Brief |
Everything from the line containing "Where can the woman's face" down to the last line of the entries below must be transcribed exactly, and nothing else.
** START Supplied information **
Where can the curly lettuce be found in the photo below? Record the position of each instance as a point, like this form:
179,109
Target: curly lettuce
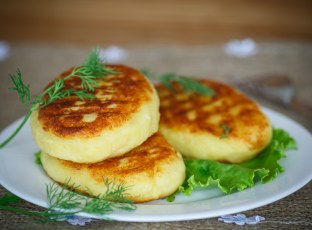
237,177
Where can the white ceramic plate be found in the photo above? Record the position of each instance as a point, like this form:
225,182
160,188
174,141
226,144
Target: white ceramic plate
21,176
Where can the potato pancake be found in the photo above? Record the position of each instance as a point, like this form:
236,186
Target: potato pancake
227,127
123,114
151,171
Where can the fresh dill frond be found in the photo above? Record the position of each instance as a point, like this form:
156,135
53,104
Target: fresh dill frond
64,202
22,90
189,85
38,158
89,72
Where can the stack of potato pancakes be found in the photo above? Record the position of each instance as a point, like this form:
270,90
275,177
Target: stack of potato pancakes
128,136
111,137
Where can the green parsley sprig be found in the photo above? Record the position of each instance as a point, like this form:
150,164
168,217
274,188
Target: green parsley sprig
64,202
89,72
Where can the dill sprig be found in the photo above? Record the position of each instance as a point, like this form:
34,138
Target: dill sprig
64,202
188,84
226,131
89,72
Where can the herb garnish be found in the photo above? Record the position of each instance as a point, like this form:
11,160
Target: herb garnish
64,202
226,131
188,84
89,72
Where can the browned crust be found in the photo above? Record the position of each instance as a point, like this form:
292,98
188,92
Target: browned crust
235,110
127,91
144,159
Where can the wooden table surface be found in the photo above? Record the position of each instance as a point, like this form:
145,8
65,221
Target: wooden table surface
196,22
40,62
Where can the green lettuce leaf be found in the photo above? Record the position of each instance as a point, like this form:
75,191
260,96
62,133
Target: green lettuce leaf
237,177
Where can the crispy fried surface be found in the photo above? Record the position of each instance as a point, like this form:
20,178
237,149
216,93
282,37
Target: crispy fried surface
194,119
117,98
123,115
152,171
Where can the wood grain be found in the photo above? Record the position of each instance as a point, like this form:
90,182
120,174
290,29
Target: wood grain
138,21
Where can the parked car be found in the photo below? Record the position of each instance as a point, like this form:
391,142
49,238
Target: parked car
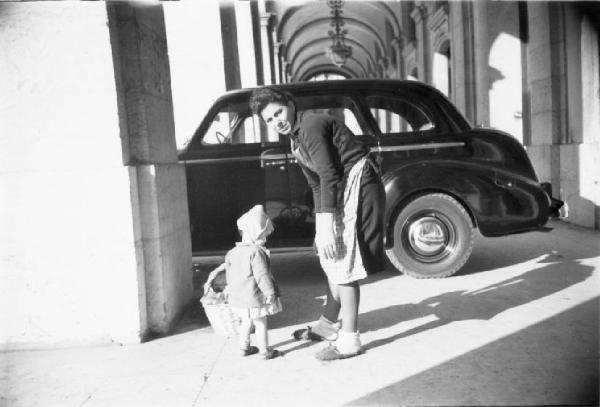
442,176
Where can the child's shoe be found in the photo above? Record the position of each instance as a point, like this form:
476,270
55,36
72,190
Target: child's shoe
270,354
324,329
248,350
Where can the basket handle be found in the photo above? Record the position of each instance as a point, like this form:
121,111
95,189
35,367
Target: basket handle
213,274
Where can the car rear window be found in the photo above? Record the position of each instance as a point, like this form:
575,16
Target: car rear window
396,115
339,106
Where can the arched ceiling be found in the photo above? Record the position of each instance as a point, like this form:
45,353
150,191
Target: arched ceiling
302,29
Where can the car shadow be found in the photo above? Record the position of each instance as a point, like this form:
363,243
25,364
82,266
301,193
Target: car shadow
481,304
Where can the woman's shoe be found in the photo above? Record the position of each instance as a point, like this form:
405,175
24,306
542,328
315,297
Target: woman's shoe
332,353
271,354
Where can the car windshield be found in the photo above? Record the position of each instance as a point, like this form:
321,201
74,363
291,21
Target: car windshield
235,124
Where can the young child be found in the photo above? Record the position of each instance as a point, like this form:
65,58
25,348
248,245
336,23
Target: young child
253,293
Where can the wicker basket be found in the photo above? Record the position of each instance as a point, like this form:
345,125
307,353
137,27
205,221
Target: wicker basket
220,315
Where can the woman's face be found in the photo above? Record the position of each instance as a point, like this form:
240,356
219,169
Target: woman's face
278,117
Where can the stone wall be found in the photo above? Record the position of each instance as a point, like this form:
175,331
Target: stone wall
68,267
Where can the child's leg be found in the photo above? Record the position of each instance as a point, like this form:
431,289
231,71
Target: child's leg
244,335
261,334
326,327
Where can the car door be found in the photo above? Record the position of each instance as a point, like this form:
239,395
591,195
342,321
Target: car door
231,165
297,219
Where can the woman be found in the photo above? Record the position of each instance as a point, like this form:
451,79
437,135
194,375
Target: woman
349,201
** END Supplied information **
Finished exercise |
Where can the woman's face be found in the photo above? Record the position of each instance as a point, like this form:
240,356
219,169
Target: woman's face
278,117
Where can the stone wall be found in the photo above? Record the position of each instance as a point, like this form:
175,331
Target: stone wall
68,267
Where can the child's leg be found in the photo above? Record the position of each instance as a point, like this form:
431,289
231,71
Target: child's leg
244,335
261,334
326,327
Where can the car door be found in the photo above? Record the position of each instance as a point, like this form:
239,395
591,195
342,321
Target: car door
231,165
297,219
Where can the woman be found in the photo above? Record the position of each instance as a point, like this form:
451,79
437,135
194,375
Target: woman
349,201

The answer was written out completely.